(Data extracted from a collection)
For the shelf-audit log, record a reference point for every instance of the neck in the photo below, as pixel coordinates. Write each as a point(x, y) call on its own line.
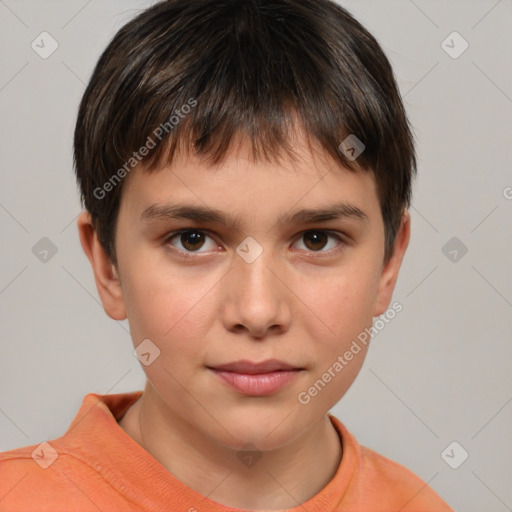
point(281, 479)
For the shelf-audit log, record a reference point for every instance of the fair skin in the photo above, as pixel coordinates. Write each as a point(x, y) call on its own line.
point(302, 301)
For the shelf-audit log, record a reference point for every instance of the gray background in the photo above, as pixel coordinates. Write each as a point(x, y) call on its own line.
point(438, 373)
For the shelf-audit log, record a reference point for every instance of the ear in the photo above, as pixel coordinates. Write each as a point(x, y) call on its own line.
point(390, 270)
point(105, 272)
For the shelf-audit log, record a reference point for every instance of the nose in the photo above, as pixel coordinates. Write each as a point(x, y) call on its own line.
point(257, 301)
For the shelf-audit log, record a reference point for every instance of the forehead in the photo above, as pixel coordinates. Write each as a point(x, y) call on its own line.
point(241, 186)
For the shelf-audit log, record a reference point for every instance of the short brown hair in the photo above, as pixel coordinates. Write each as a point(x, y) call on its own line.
point(251, 67)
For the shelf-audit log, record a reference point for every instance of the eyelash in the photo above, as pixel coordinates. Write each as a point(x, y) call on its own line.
point(194, 254)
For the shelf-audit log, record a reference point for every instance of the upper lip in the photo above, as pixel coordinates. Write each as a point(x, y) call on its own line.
point(250, 367)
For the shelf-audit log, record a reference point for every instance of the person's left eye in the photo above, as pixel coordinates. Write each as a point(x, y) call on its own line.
point(318, 239)
point(192, 240)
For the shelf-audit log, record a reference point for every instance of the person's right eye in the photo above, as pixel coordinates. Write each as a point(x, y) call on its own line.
point(191, 241)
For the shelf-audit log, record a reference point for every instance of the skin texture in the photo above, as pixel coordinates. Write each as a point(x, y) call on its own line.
point(300, 301)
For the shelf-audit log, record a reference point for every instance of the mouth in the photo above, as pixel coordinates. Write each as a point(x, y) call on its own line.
point(256, 379)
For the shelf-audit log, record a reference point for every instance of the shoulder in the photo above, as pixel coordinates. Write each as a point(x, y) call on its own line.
point(400, 486)
point(379, 484)
point(37, 477)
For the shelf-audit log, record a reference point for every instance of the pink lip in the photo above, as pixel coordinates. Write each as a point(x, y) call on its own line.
point(257, 379)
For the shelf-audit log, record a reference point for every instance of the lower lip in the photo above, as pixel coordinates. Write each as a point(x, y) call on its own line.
point(257, 384)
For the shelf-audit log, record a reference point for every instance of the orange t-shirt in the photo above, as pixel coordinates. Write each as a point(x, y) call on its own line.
point(97, 466)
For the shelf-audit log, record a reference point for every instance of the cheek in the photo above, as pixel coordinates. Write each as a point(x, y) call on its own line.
point(343, 301)
point(164, 307)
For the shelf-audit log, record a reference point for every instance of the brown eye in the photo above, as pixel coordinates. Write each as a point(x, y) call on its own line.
point(192, 240)
point(320, 241)
point(315, 240)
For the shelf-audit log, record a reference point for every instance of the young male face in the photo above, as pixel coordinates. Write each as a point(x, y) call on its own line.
point(302, 301)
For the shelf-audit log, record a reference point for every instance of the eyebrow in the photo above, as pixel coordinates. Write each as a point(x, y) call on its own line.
point(200, 213)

#### Task statement
Find "of the young" in the records. Copy its line and every line after it, exactly, through the last one.

#### Result for this task
For the shelf-audit log, record a reference point for every instance of the young male face in the photo above, as pixel coordinates. Write each as a point(x, y) call on its own line.
point(302, 301)
For the shelf-audit log, record a reference point for every instance of the eyebrow in the photo above, as pixel coordinates. Write each as a point(x, y) call on its own line.
point(200, 213)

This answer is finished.